Textauszug
------------------------------------------------------------
# taz.de -- Filmfestspiele in Venedig – Lidokino Teil 5: Recht postfaktisch
       
       > „Three Billboards Outside Ebbing, Missouri“ und „The Third Murder“:
       > Diesmal stehen die Filmfestspiele in Venedig im Zeichen der Justiz.
       
 (IMG) Bild: US-Schauspielerin Frances McDormand bei der Premiere von „Three Billboards Outside Ebbing, Missouri“
       
       Die Galas und Staraufgebote fallen für einen selbst in der Regel aus, weil
       man statt auf dem roten Teppich in der Schlange steht oder im Kino sitzt.
       Bei einer Fotosession vor der Sala Giardino fällt unter den Prominenten
       dann eine große, sehr dünne Frau in Schwarz auf, deren T-Shirt den weithin
       lesbaren Schriftzug „No Photos Please“ trägt. Gar nicht so einfach, der
       Versuchung zu widerstehen, um ein Foto zu bitten.
       
       Und im Kino? Da liefert der Ire Martin McDonagh in „Three Billboards
       Outside Ebbing, Missouri“ ein kohlenglühendes Stimmungsbild der
       US-amerikanischen Befindlichkeiten. McDonagh („Brügge sehen…und sterben?“)
------------------------------------------------------------
Rohdaten
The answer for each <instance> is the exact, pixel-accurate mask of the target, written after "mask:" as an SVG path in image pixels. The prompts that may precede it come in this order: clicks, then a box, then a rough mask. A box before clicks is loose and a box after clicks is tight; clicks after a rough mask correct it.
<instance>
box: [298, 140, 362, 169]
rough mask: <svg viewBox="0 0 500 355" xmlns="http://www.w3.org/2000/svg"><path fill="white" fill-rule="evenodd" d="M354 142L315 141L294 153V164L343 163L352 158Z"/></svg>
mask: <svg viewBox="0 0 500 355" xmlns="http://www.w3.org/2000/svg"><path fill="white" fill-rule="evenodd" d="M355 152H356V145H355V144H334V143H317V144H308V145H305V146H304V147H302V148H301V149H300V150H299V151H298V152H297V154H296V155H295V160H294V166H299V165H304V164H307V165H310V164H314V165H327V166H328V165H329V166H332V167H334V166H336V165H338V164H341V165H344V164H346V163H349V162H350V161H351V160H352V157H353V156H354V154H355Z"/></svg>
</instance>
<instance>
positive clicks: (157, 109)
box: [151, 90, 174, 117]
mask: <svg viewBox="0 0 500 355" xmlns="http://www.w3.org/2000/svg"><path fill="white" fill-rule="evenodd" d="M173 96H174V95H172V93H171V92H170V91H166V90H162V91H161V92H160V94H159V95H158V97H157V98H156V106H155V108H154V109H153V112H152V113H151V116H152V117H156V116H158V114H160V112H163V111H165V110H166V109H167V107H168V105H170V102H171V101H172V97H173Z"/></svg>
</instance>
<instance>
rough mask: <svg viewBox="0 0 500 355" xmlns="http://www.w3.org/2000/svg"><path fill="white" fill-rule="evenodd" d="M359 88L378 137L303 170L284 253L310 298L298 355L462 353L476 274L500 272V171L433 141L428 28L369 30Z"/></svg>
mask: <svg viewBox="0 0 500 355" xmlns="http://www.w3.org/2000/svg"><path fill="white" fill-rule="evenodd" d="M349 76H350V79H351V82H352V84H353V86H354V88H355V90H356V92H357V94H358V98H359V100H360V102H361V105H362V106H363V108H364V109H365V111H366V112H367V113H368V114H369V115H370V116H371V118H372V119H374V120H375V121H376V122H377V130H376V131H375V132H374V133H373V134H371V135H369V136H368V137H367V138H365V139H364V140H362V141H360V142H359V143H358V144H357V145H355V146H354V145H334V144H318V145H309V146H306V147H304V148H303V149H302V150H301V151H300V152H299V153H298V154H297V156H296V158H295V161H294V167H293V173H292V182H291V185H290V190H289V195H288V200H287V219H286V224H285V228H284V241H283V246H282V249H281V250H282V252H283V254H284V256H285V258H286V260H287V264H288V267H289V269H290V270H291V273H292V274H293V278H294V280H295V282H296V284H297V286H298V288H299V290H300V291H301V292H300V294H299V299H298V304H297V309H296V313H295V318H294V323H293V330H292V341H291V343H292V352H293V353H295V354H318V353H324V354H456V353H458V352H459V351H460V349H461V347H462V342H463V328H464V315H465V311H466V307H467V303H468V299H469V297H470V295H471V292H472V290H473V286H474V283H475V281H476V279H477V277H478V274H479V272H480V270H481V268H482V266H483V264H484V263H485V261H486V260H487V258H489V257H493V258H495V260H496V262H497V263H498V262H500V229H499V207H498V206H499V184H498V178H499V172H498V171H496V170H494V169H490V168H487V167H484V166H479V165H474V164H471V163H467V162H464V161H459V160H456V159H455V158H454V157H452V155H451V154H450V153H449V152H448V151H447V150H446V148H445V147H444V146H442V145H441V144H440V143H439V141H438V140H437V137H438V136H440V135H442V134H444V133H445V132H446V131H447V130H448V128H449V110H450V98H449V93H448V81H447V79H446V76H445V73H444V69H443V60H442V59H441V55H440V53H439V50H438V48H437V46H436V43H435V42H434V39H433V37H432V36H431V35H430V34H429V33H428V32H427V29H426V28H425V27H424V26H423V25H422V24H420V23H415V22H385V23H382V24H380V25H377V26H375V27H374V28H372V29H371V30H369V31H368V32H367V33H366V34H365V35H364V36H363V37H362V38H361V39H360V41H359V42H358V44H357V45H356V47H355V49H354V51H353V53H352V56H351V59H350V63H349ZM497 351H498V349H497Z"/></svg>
------------------------------------------------------------
Gelesenes anwenden
**a)** Können Sie aus dem Festivalbericht über Venedig den Abschnitt wortgetreu abschreiben, der bei den Worten „Bei einer Fotosession“ anfängt und nach „Foto zu bitten.“ aufhört?
**b)** Wie könnte der Festivalbericht über Venedig weitergehen? Führen Sie ihn im Anschluss an seine letzten Worte fort.

Ergebnisse der Aufgaben
**a)**
Bei einer Fotosession vor der Sala Giardino fällt unter den Prominenten
       dann eine große, sehr dünne Frau in Schwarz auf, deren T-Shirt den weithin
       lesbaren Schriftzug „No Photos Please“ trägt. Gar nicht so einfach, der
       Versuchung zu widerstehen, um ein Foto zu bitten.

**b)**
       lässt seinem schwarzen Humor und makabren Neigungen in der Provinz des
       Mittleren Westens freien Lauf. Er schickt Frances McDormand als Mutter
       einer Tochter, die vergewaltigt und ermordet wurde, in den Kampf gegen den
       Polizeichef des Kaffs und einen prügelfreudigen, homophob-rassistischen
       Cop, der heimlich Abba hört.
       
       Der Staat kommt seinen Aufgaben nur neigungshalber nach. Die Bürger nehmen
       das Recht zur Not selbst in die Hand. Zwar wurde das Skript vor Trumps
       Amtsantritt geschrieben – es ist dennoch ein Kommentar zur Lage des Landes.
       Bitter, klug, toll gespielt.
       
       In Japan sieht es nicht viel besser aus, hält man sich an „The Third
       Murder“ von Hirokazu Koreeda. Ein scheinbar glasklarer Mordfall gerät
       konsequent zum Justizwirrwarr, weil der Angeklagte, der zunächst alles
       gesteht, sich in immer abstrusere Widersprüche verwickelt, zum Leidwesen
       der Verteidigung. Einer der Anwälte zeigt sich anfangs als abgebrühter
       Prozesstaktiker, der stets auf die erfolgversprechendste Verteidigungslinie
       setzt. Je öfter er sich jedoch mit dem Angeklagten trifft, desto konfuser
       werden dessen Schilderungen.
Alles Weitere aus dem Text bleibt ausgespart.